Instructions to follow
Please print the data shown below without any alteration.

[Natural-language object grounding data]
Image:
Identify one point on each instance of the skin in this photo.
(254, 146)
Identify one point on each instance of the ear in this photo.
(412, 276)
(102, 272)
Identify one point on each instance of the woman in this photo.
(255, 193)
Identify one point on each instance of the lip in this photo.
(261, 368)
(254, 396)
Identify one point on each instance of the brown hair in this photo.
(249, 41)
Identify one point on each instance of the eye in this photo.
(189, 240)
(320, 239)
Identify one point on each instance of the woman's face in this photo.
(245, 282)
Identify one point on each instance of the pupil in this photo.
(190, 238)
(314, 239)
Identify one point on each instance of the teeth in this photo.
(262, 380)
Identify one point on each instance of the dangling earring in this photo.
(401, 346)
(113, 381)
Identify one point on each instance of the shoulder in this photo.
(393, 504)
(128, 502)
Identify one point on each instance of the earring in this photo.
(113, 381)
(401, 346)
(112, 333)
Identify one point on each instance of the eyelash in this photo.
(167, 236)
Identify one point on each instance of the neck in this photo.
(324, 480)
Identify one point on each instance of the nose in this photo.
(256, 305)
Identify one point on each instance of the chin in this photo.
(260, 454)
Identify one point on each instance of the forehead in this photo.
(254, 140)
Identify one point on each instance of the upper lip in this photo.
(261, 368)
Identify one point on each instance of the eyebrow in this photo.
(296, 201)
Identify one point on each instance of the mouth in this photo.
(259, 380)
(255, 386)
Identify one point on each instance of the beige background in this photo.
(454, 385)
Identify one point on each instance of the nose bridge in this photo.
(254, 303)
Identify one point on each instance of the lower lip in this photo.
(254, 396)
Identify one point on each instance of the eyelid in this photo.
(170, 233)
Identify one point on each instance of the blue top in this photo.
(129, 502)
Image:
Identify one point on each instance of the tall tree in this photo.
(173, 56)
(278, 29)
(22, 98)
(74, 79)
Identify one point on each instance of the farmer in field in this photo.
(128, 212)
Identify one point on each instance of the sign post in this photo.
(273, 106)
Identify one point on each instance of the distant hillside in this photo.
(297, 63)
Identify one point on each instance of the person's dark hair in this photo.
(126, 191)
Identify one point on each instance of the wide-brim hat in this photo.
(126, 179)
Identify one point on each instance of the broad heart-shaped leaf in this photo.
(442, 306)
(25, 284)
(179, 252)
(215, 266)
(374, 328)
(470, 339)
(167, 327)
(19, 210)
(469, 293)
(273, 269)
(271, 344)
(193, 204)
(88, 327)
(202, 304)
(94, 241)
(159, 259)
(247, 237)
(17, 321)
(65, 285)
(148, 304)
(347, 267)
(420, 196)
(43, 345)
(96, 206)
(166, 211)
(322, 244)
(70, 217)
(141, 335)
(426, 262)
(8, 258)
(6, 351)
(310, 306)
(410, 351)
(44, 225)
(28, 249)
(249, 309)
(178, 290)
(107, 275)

Expected answer
Image:
Identify one point on each instance of the skin in this photo.
(254, 146)
Identify one point on each instance of the ear in this photo.
(412, 276)
(102, 272)
Identify one point on each instance of the woman in this photo.
(255, 193)
Identify one point on each instance of the lip in this photo.
(261, 368)
(254, 396)
Identify one point on each instance of the brown hair in this photo.
(249, 41)
Identify one point on each instance of the eye in this photo.
(189, 240)
(320, 239)
Identify one point on each instance of the woman's face in this photo.
(245, 282)
Identify one point on each instance of the pupil in this photo.
(190, 238)
(314, 239)
Identify one point on each instance of the teeth in this photo.
(262, 380)
Identify one point on each instance of the dangling earring in this photo.
(401, 346)
(113, 381)
Identify one point on each instance of the shoulder in this photo.
(393, 504)
(128, 502)
Identify one point on each instance of the earring in this photo.
(113, 381)
(401, 346)
(112, 333)
Identify one point on each instance of the eyelash in this photo.
(167, 236)
Identify one point on each instance of the neck in this photo.
(324, 480)
Identify one point on each instance of the nose in this photo.
(256, 305)
Identify one point on each instance of the chin in this photo.
(260, 454)
Identify one point on each instance of the forehead in this photo.
(254, 140)
Identify one point on each instance of the upper lip in this photo.
(261, 368)
Identify one point on each instance of the eyebrow in this photo.
(296, 201)
Identify one point on each instance of the mouth in this photo.
(259, 380)
(255, 386)
Identify one point on each instance of the beige background in this photo.
(454, 385)
Identify one point on each instance of the nose bridge in this photo.
(254, 303)
Identify one point on each instance of the lower lip in this photo.
(254, 396)
Identify one point on each instance of the eyelid in this photo.
(170, 233)
Identify one point on each instance of the blue top in this photo.
(129, 502)
Image:
Identify one point on each instance of the tall tree in this photo.
(173, 56)
(278, 29)
(22, 98)
(74, 79)
Identify one point on each instance of the farmer in field in this photo.
(128, 212)
Identify one point on each instance of the sign post in this photo.
(273, 106)
Identify one point on each instance of the distant hillside in this photo.
(297, 63)
Identify one point on each instance of the person's dark hair in this photo.
(126, 191)
Identify one point on each instance of the wide-brim hat in this photo.
(126, 179)
Identify one point on each instance of the broad heart-shaped leaf in this photo.
(442, 306)
(25, 284)
(179, 252)
(215, 266)
(374, 328)
(470, 339)
(167, 327)
(19, 210)
(469, 293)
(273, 269)
(271, 344)
(193, 204)
(88, 327)
(202, 304)
(94, 241)
(159, 259)
(247, 237)
(17, 321)
(65, 285)
(148, 304)
(347, 267)
(420, 196)
(43, 345)
(96, 206)
(166, 211)
(322, 244)
(70, 217)
(141, 335)
(426, 262)
(8, 258)
(6, 351)
(310, 306)
(410, 351)
(44, 225)
(28, 249)
(249, 309)
(178, 290)
(107, 275)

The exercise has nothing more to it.